GOAL =
Reproduce the listing below line for line, changing nothing.
+++
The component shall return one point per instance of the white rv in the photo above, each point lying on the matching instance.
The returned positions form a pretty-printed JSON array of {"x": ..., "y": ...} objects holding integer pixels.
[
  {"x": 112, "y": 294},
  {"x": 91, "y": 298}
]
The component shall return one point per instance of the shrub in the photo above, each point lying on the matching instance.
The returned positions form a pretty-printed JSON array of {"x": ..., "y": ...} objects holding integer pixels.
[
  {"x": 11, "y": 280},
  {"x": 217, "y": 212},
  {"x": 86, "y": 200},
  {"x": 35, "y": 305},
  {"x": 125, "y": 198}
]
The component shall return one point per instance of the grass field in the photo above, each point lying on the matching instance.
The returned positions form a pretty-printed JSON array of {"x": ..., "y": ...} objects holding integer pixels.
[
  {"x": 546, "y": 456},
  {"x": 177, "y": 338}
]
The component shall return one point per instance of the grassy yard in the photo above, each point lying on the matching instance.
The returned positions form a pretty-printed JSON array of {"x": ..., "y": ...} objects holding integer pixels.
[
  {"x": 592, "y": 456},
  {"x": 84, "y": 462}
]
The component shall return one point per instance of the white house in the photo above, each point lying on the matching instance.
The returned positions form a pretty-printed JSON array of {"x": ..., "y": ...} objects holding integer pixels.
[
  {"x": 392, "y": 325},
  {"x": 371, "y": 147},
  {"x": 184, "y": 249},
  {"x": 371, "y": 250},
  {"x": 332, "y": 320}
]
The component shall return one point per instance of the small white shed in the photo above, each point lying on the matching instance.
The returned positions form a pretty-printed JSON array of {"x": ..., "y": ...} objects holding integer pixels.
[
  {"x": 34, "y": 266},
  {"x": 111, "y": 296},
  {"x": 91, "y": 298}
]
+++
SOLUTION TO THE EXERCISE =
The component shall return one point per instance of the white rv in the photo above, each point lying on the matching instance.
The returned positions form a pretty-printed JSON array of {"x": ..., "y": ...} objects holding integer pixels.
[
  {"x": 112, "y": 294},
  {"x": 91, "y": 298}
]
The component shall return one point per instance of the shrub in the photo above, each point lying on the matching instance.
The returned positions form a pretty-printed JSON array of {"x": ..., "y": ...} objects holding integer pixels.
[
  {"x": 11, "y": 280},
  {"x": 217, "y": 212},
  {"x": 86, "y": 200},
  {"x": 35, "y": 305},
  {"x": 125, "y": 198}
]
The component shall return one point per instance of the grass field in the photo above, each point lying on the matching instance.
The returned positions form a pretty-printed JSON array of {"x": ..., "y": ...} objects holding integer pixels.
[
  {"x": 546, "y": 456},
  {"x": 177, "y": 338}
]
The component shall return one point per instance of the grassy yard in the photo above, each point lying on the matching instance.
The returned positions form a pretty-printed JSON array of {"x": ..., "y": ...} objects holding integer pixels.
[
  {"x": 592, "y": 456},
  {"x": 84, "y": 462}
]
The component shall return one point per instance of the white house in the photo above, each point lying on the matching instance.
The returned positions form a pretty-printed JSON array of {"x": ..., "y": ...} objects holding integer pixels.
[
  {"x": 392, "y": 325},
  {"x": 371, "y": 147},
  {"x": 184, "y": 249},
  {"x": 371, "y": 250},
  {"x": 332, "y": 320}
]
The component shall return one point per instance of the small white shed in the photo above, each point lying on the matching instance.
The returned positions form a pretty-printed JSON array of {"x": ..., "y": ...} objects holding integer pixels.
[
  {"x": 34, "y": 266},
  {"x": 111, "y": 296},
  {"x": 91, "y": 298}
]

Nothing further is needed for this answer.